Transcribe, word for word and without additions, each line below from the one containing "Target: cyclist's bare leg" through the one containing "Target: giant logo on shorts", both ends included.

***** Record set

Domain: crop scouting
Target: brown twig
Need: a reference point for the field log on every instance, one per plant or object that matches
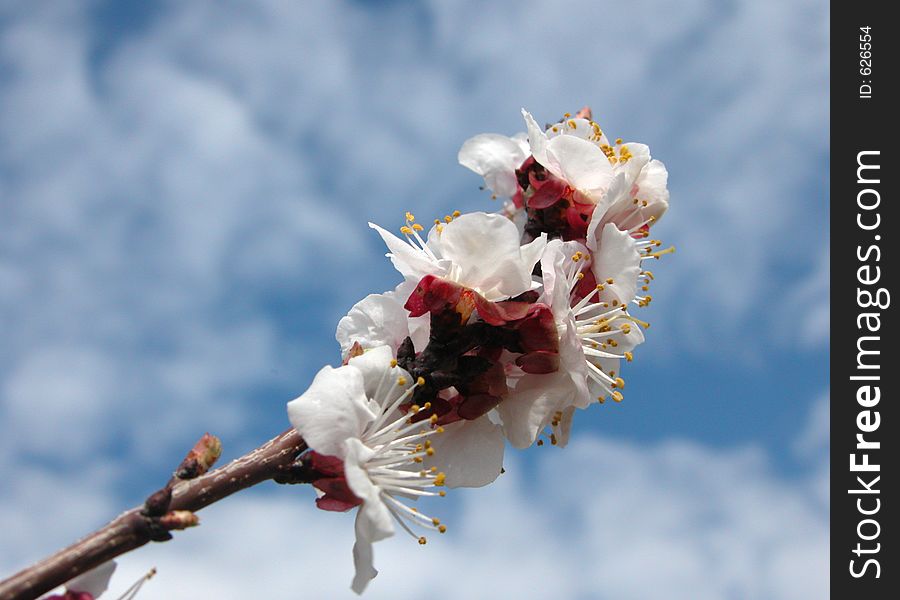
(276, 460)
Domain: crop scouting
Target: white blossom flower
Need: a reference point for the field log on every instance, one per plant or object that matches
(478, 250)
(577, 151)
(496, 158)
(636, 208)
(354, 413)
(381, 320)
(595, 333)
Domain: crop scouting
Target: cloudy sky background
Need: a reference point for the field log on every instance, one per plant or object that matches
(184, 189)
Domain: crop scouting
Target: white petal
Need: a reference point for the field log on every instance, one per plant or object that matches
(375, 366)
(581, 164)
(95, 581)
(572, 362)
(374, 521)
(565, 427)
(537, 139)
(411, 263)
(363, 560)
(618, 259)
(557, 293)
(485, 251)
(530, 406)
(640, 156)
(333, 409)
(496, 158)
(651, 186)
(616, 197)
(470, 453)
(376, 320)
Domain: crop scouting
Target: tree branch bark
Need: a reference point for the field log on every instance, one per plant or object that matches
(132, 529)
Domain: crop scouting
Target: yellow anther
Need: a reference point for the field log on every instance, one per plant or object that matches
(643, 324)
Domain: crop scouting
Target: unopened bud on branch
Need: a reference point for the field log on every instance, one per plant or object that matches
(179, 519)
(201, 457)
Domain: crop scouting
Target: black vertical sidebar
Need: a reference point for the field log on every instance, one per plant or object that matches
(864, 265)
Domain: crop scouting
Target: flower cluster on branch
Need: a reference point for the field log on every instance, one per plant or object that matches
(504, 326)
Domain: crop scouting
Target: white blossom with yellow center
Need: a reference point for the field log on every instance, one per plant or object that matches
(353, 413)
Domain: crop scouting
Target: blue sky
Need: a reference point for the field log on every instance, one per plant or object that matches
(184, 190)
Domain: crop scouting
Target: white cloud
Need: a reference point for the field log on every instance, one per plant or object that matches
(600, 519)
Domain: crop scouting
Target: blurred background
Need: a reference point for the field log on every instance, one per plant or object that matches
(184, 190)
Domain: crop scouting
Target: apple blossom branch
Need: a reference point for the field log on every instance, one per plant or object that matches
(169, 509)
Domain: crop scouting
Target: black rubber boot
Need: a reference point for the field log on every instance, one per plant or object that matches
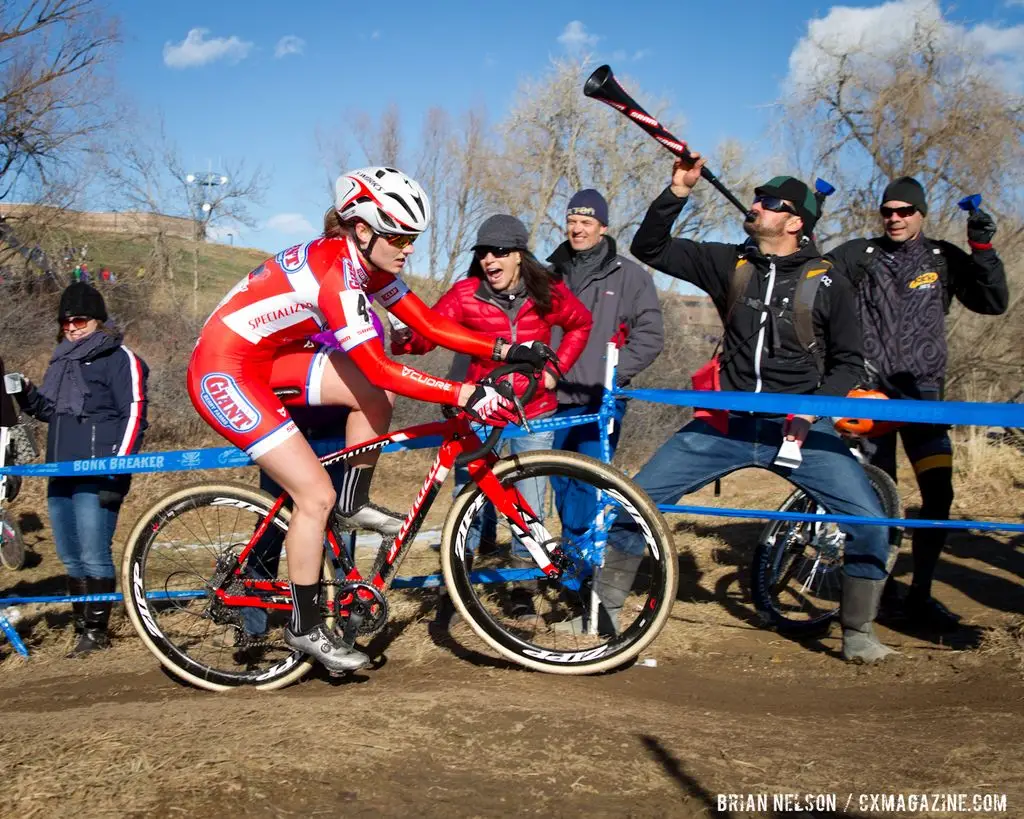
(857, 612)
(77, 587)
(97, 617)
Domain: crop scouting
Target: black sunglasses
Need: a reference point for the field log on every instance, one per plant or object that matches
(397, 241)
(903, 212)
(480, 251)
(775, 205)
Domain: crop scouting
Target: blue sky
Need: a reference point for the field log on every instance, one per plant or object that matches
(257, 80)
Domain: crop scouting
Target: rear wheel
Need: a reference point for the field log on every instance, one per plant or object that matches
(797, 569)
(180, 552)
(545, 623)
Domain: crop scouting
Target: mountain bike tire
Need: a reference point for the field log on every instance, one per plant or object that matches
(486, 598)
(209, 520)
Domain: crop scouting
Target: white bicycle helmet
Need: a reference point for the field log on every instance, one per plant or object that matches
(385, 199)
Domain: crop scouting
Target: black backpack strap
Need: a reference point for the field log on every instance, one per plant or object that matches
(811, 275)
(938, 259)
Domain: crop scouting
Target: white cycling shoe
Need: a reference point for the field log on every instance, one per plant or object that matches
(322, 645)
(371, 517)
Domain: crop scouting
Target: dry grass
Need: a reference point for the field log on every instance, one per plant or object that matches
(1007, 642)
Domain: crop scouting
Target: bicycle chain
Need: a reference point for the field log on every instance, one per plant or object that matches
(230, 615)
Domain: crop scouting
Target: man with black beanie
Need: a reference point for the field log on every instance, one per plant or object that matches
(904, 285)
(619, 293)
(764, 350)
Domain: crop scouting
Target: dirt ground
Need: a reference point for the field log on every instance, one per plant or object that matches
(439, 728)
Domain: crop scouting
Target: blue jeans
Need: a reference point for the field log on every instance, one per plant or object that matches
(697, 454)
(485, 523)
(577, 503)
(83, 516)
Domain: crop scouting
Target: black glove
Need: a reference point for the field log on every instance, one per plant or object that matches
(537, 354)
(980, 228)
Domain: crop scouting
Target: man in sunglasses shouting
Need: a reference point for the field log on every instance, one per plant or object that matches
(904, 285)
(765, 291)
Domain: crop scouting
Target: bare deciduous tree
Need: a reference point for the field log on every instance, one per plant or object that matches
(52, 53)
(932, 109)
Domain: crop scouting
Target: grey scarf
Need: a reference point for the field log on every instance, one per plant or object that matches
(64, 384)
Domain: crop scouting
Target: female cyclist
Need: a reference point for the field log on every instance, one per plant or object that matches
(258, 340)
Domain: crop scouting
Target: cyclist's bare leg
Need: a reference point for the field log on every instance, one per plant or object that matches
(343, 383)
(295, 467)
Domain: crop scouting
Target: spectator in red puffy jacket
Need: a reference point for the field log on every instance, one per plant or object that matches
(509, 294)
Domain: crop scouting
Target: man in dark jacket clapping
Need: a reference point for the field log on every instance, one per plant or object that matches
(764, 351)
(904, 284)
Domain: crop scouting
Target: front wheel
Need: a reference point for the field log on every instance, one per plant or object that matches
(179, 557)
(605, 606)
(798, 565)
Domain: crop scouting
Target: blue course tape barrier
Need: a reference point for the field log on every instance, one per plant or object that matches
(228, 457)
(908, 523)
(968, 413)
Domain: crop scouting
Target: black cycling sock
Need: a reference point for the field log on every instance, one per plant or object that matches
(354, 491)
(305, 607)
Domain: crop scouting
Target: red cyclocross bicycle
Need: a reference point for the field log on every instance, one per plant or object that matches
(206, 588)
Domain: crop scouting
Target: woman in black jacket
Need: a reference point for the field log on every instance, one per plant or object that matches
(93, 398)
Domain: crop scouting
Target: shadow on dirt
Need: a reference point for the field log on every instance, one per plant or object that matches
(694, 790)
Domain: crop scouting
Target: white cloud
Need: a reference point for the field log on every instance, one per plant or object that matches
(622, 55)
(197, 50)
(289, 44)
(291, 223)
(576, 38)
(888, 29)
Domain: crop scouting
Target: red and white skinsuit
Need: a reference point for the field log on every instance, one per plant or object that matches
(257, 340)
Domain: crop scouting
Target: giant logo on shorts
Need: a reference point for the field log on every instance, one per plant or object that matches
(925, 281)
(292, 259)
(355, 276)
(225, 401)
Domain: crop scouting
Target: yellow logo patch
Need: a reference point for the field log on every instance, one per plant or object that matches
(924, 281)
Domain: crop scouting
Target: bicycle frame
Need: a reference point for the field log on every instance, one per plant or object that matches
(458, 438)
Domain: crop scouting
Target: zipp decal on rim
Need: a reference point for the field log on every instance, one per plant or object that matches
(568, 656)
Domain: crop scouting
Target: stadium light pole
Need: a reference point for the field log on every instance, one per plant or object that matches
(202, 200)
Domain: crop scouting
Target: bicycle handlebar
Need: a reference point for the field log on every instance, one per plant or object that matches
(493, 379)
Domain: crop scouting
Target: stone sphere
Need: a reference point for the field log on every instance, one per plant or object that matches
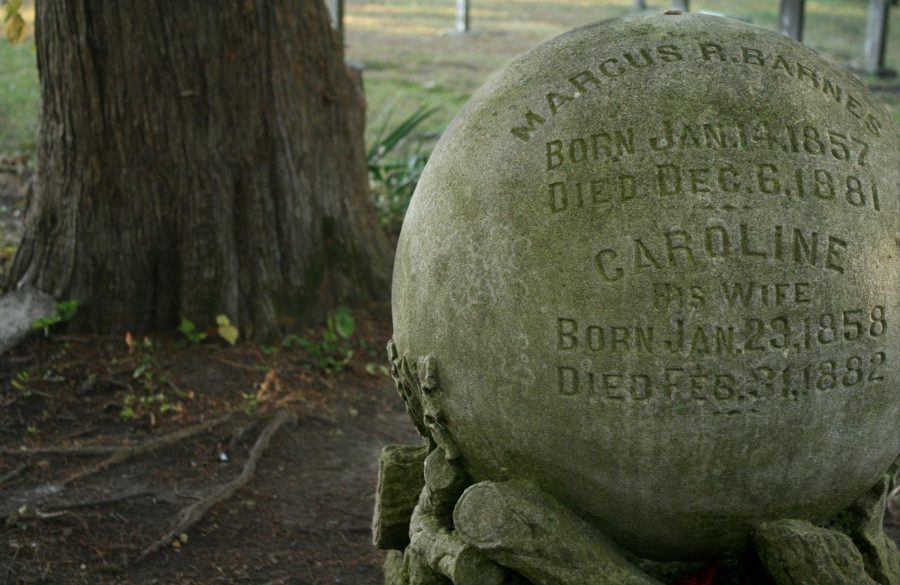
(655, 261)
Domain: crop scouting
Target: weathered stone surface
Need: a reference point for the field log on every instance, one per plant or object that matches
(863, 522)
(796, 552)
(445, 481)
(656, 261)
(521, 528)
(18, 310)
(400, 481)
(396, 571)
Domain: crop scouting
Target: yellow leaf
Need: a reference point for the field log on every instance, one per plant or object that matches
(12, 7)
(227, 331)
(15, 25)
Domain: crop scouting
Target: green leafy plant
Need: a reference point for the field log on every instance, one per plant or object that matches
(335, 351)
(189, 331)
(226, 330)
(249, 402)
(20, 381)
(396, 160)
(64, 311)
(151, 399)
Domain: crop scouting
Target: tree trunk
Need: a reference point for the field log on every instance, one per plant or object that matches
(199, 158)
(791, 14)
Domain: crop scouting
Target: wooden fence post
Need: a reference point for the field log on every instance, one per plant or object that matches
(462, 16)
(790, 18)
(876, 36)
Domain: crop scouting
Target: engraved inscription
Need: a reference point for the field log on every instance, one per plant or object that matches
(745, 387)
(628, 63)
(677, 248)
(759, 182)
(780, 334)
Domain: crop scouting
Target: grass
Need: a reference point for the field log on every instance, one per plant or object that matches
(412, 59)
(19, 91)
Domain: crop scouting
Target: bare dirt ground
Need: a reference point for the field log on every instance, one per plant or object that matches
(267, 459)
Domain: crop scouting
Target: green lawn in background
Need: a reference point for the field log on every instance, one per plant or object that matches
(19, 97)
(411, 57)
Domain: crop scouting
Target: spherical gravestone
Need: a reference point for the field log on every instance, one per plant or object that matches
(655, 262)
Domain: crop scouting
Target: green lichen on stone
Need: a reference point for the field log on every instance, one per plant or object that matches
(796, 552)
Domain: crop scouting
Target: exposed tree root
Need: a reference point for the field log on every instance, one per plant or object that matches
(12, 474)
(120, 453)
(193, 513)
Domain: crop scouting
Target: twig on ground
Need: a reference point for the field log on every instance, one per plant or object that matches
(67, 506)
(126, 452)
(12, 563)
(13, 474)
(86, 450)
(193, 513)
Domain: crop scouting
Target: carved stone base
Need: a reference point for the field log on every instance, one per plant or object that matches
(442, 530)
(512, 533)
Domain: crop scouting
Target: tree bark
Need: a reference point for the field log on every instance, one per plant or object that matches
(199, 158)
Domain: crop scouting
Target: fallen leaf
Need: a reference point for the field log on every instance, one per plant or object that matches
(227, 331)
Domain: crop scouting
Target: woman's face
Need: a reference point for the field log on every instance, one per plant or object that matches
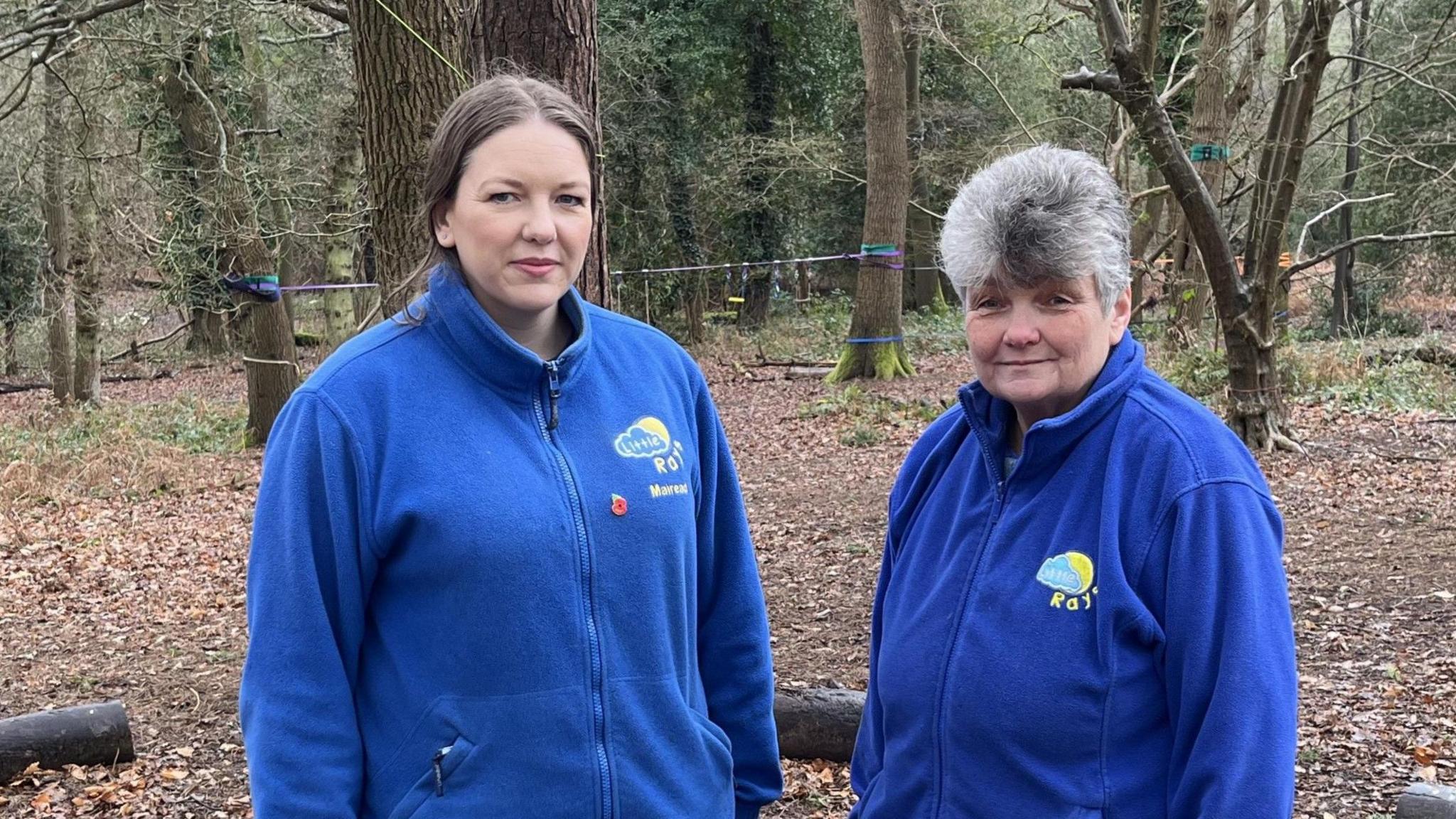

**********

### Answer box
Target: cyclist's bare leg
Need: a reference point for the field log on every instance, one per plant or object that matches
(343, 383)
(295, 467)
Domain: crop scouting
Target: spectator in red puffy jacket
Need: a reference point for the field log on every instance, one per plant or object that matches
(509, 294)
Domain: crop scouting
Target: man in dark jacket clapping
Need: a reference point for the field log on every instance, one per plant or object that matches
(764, 351)
(904, 284)
Domain: crop scouting
Target: front wheel
Need: a reference point for the field log on every instance, one per plant or object that matches
(179, 557)
(605, 606)
(798, 565)
Domain: crop scouting
Target: blue course tape barrier
Need: a reference point for the field log on every instance, one per plant or object that matches
(228, 457)
(908, 523)
(968, 413)
Domain: crop scouting
Target: black cycling sock
Need: a reference point for the field log on every instance, one per plant or object that matches
(354, 491)
(305, 607)
Domain: crop scouting
Target: red cyclocross bicycle
Need: a reference point for the field log on every instance, one per plant or object that matches
(206, 588)
Domain: crop scouting
Target: woman in black jacket
Need: a reference point for the field log on every instance, one per plant or object that matches
(93, 398)
Domain: crop scouting
Target: shadow on dirt
Need: a reference point for the field log on every instance, one per plant or object that matches
(694, 790)
Domain: crop scouting
Target: white cloud
Need: a reference point for the field log on every instance, one per plant or object that matches
(622, 55)
(197, 50)
(289, 44)
(291, 223)
(576, 38)
(888, 29)
Domain: crop scouting
Target: red and white skinsuit
Need: a reference point for the field log on every instance, one per plant or object that matches
(257, 340)
Domain: crop scouting
Target: giant logo on shorts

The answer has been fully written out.